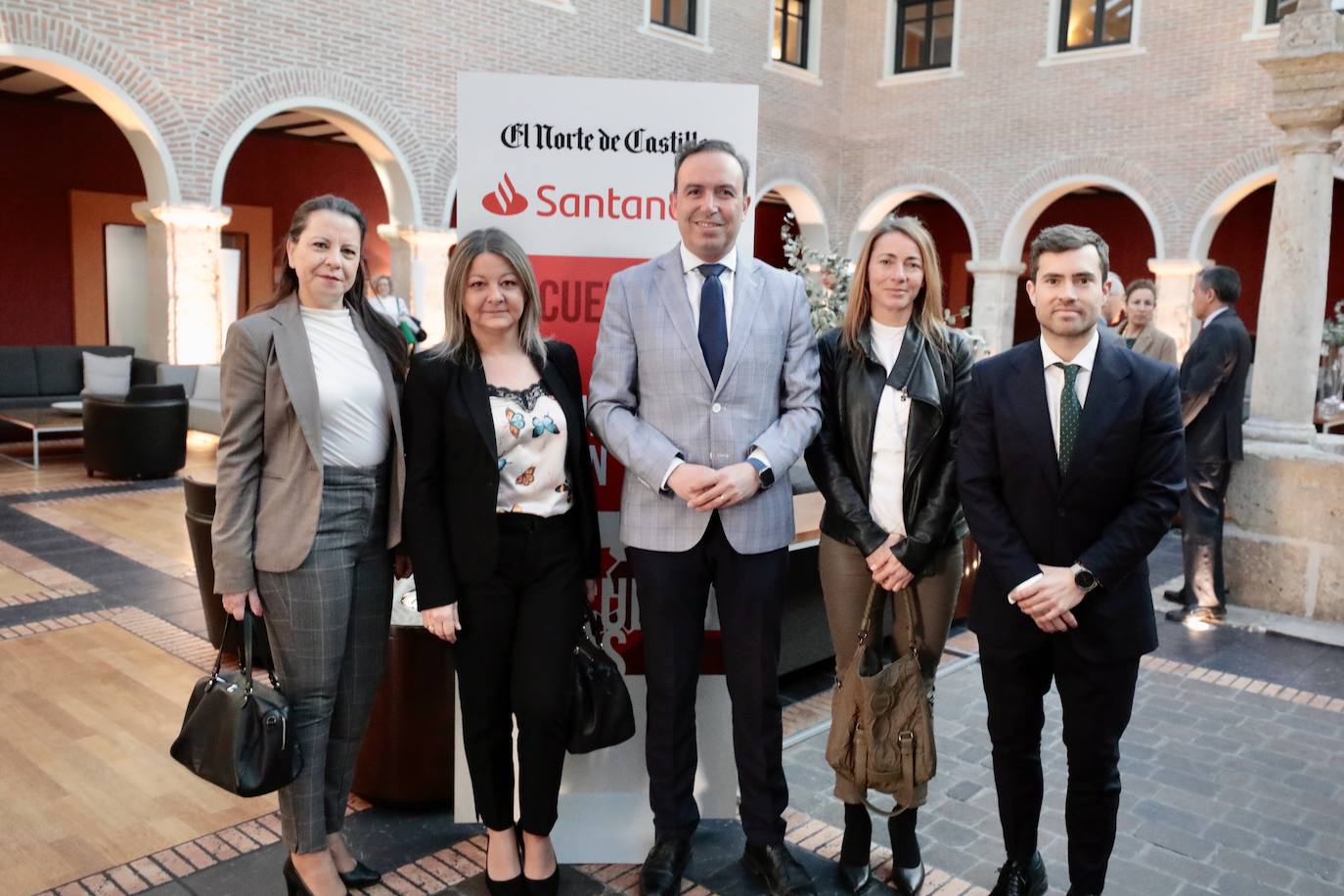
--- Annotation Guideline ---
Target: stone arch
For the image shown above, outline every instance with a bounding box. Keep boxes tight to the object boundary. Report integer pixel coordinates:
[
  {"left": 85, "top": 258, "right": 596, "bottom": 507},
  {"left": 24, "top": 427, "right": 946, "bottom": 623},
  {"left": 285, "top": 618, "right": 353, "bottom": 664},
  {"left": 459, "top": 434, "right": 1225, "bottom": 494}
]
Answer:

◇ ◇ ◇ ◇ ◇ ◇ ◇

Your task: Please copy out the lines above word for word, leaving the pictures out.

Solution to the problem:
--- Annotation Guideline ---
Target: stone arch
For the image shown above, outline every instance with a bounding box. Keep boxes tight to the object boundary. Report integer pixel coordinates:
[
  {"left": 85, "top": 258, "right": 596, "bottom": 507},
  {"left": 24, "top": 427, "right": 946, "bottom": 623},
  {"left": 285, "top": 618, "right": 353, "bottom": 664},
  {"left": 459, "top": 434, "right": 1225, "bottom": 494}
]
Answer:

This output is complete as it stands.